===== EXTRACTED RECORDS =====

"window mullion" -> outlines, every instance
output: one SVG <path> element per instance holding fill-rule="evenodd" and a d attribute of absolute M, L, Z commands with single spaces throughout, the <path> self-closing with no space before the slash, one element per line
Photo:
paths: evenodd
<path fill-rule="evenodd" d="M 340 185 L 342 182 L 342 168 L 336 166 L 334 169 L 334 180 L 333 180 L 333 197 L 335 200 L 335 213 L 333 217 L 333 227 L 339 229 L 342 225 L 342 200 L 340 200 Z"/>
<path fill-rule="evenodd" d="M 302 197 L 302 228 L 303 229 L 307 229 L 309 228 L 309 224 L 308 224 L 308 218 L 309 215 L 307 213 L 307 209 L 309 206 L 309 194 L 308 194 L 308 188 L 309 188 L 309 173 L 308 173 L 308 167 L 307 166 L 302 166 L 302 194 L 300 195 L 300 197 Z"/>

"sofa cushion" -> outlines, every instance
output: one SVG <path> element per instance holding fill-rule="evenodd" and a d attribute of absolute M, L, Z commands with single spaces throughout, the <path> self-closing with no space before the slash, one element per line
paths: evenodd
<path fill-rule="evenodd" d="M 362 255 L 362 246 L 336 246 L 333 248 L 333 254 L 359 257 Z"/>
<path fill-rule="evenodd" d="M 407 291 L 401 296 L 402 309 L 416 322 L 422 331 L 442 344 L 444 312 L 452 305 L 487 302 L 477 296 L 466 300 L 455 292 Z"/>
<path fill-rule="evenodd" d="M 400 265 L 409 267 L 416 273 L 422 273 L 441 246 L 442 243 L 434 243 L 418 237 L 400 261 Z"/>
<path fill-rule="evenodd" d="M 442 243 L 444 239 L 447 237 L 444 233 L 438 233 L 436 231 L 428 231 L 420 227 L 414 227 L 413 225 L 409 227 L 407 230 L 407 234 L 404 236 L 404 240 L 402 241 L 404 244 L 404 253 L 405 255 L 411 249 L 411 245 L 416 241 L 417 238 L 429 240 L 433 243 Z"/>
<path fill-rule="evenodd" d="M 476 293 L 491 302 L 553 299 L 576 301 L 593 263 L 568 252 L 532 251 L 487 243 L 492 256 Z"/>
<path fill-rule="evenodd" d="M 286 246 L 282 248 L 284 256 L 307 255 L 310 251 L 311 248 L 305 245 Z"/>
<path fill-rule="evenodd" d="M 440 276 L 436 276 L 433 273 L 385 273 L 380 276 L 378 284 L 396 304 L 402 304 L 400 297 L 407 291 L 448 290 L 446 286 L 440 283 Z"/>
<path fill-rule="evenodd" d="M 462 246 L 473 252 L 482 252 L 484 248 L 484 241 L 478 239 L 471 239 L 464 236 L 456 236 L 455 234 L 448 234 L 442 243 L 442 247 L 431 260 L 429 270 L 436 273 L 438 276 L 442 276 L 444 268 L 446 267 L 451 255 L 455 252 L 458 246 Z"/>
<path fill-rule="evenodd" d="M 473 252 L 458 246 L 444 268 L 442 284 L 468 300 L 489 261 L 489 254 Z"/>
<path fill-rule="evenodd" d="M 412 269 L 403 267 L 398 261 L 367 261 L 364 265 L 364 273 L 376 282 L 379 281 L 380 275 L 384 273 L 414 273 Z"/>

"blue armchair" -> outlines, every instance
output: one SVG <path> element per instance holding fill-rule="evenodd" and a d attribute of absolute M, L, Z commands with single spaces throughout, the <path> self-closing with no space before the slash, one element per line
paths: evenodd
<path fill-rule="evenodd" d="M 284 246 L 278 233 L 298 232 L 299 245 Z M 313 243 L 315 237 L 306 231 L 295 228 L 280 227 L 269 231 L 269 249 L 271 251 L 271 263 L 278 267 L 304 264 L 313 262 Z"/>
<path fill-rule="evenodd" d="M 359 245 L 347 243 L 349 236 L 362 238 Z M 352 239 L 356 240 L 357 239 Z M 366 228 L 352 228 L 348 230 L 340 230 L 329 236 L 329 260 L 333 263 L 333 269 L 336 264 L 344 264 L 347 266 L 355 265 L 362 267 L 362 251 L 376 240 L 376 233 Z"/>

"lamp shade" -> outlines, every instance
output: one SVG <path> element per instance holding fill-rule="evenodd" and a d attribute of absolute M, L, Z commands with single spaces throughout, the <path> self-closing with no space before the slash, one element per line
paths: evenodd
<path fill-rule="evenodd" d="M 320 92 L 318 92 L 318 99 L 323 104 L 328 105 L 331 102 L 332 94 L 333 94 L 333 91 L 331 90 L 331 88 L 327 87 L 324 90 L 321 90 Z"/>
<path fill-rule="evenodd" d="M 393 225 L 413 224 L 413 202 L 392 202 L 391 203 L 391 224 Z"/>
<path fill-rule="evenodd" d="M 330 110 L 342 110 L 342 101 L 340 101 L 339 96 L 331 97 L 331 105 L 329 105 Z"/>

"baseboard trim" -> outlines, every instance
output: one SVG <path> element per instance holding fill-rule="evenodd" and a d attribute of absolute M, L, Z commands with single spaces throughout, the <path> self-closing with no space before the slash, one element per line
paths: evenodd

=====

ASSIGNMENT → Write out the entries in full, exactly as given.

SOLUTION BELOW →
"window mullion" -> outlines, every instance
output: one SVG <path> element per instance holding fill-rule="evenodd" and a d attribute of absolute M, L, Z commands with single spaces throughout, the <path> self-closing with no space before the slash, one element per line
Photo:
paths: evenodd
<path fill-rule="evenodd" d="M 340 185 L 342 182 L 342 168 L 336 166 L 334 169 L 334 180 L 333 180 L 333 197 L 335 200 L 335 213 L 333 217 L 333 227 L 339 229 L 342 225 L 342 200 L 340 200 Z"/>
<path fill-rule="evenodd" d="M 302 197 L 302 228 L 303 229 L 307 229 L 309 228 L 309 224 L 308 224 L 308 218 L 309 215 L 307 213 L 307 209 L 309 206 L 309 194 L 308 194 L 308 188 L 309 188 L 309 173 L 308 173 L 308 167 L 307 166 L 302 166 L 302 194 L 300 195 L 300 197 Z"/>

"sofa cushion" -> outlines, every instance
output: one SVG <path> element per instance holding fill-rule="evenodd" and a d attribute of absolute M, L, Z commands with single spaces throughout, the <path> self-closing with no space before the slash, one element per line
paths: evenodd
<path fill-rule="evenodd" d="M 362 255 L 362 246 L 336 246 L 333 248 L 333 254 L 359 257 Z"/>
<path fill-rule="evenodd" d="M 407 291 L 401 296 L 402 309 L 416 322 L 422 331 L 442 344 L 444 312 L 452 305 L 487 302 L 477 296 L 466 300 L 455 292 Z"/>
<path fill-rule="evenodd" d="M 400 265 L 409 267 L 416 273 L 422 273 L 441 246 L 442 243 L 434 243 L 418 237 L 400 261 Z"/>
<path fill-rule="evenodd" d="M 442 243 L 444 239 L 447 237 L 444 233 L 438 233 L 436 231 L 428 231 L 420 227 L 414 227 L 413 225 L 409 227 L 407 230 L 407 234 L 404 236 L 404 240 L 402 241 L 404 244 L 404 253 L 405 255 L 411 249 L 411 245 L 416 241 L 417 238 L 429 240 L 433 243 Z"/>
<path fill-rule="evenodd" d="M 476 293 L 491 302 L 553 299 L 576 301 L 593 263 L 568 252 L 532 251 L 487 243 L 492 256 Z"/>
<path fill-rule="evenodd" d="M 286 246 L 282 248 L 284 256 L 307 255 L 310 251 L 311 248 L 305 245 Z"/>
<path fill-rule="evenodd" d="M 440 276 L 436 276 L 433 273 L 385 273 L 380 276 L 378 284 L 396 304 L 402 304 L 400 297 L 407 291 L 448 290 L 446 286 L 440 283 Z"/>
<path fill-rule="evenodd" d="M 462 246 L 473 252 L 482 252 L 484 248 L 484 241 L 478 239 L 471 239 L 464 236 L 456 236 L 455 234 L 448 234 L 442 243 L 442 247 L 431 260 L 429 270 L 436 273 L 438 276 L 442 276 L 444 268 L 446 267 L 451 255 L 455 252 L 458 246 Z"/>
<path fill-rule="evenodd" d="M 473 252 L 458 246 L 444 268 L 442 284 L 468 300 L 489 261 L 489 254 Z"/>
<path fill-rule="evenodd" d="M 412 269 L 403 267 L 398 261 L 367 261 L 364 265 L 364 273 L 376 282 L 379 281 L 380 275 L 384 273 L 414 273 Z"/>

"blue armchair" -> outlines, every instance
output: one SVG <path> element per instance holding fill-rule="evenodd" and a d attribute of absolute M, L, Z commands with single spaces throughout, the <path> self-closing with no space before the slash, one element per line
paths: evenodd
<path fill-rule="evenodd" d="M 284 246 L 278 233 L 298 232 L 299 245 Z M 313 243 L 315 237 L 306 231 L 295 228 L 280 227 L 269 231 L 269 249 L 271 251 L 271 263 L 278 267 L 304 264 L 313 262 Z"/>
<path fill-rule="evenodd" d="M 359 245 L 347 243 L 349 236 L 362 238 Z M 352 239 L 356 240 L 357 239 Z M 366 228 L 352 228 L 348 230 L 340 230 L 329 236 L 329 260 L 333 263 L 333 269 L 336 264 L 344 264 L 347 266 L 355 265 L 362 267 L 362 251 L 376 240 L 376 233 Z"/>

"lamp shade" -> outlines, every instance
output: one SVG <path> element per instance holding fill-rule="evenodd" and a d attribute of absolute M, L, Z commands with single spaces throughout, the <path> self-closing with no space before the slash, one element per line
paths: evenodd
<path fill-rule="evenodd" d="M 320 92 L 318 92 L 318 99 L 323 104 L 328 105 L 331 102 L 332 94 L 333 94 L 333 91 L 331 90 L 331 88 L 327 87 L 324 90 L 321 90 Z"/>
<path fill-rule="evenodd" d="M 393 225 L 413 224 L 413 202 L 392 202 L 391 203 L 391 224 Z"/>
<path fill-rule="evenodd" d="M 330 110 L 342 110 L 342 101 L 340 101 L 339 96 L 331 97 L 331 105 L 329 105 Z"/>

"baseboard trim" -> outlines, every instance
output: one SVG <path> element per instance holding fill-rule="evenodd" and a d attribute of absolute M, L, Z commands with single spaces throughout, the <path> self-closing with no space before the slash, one element per line
paths: evenodd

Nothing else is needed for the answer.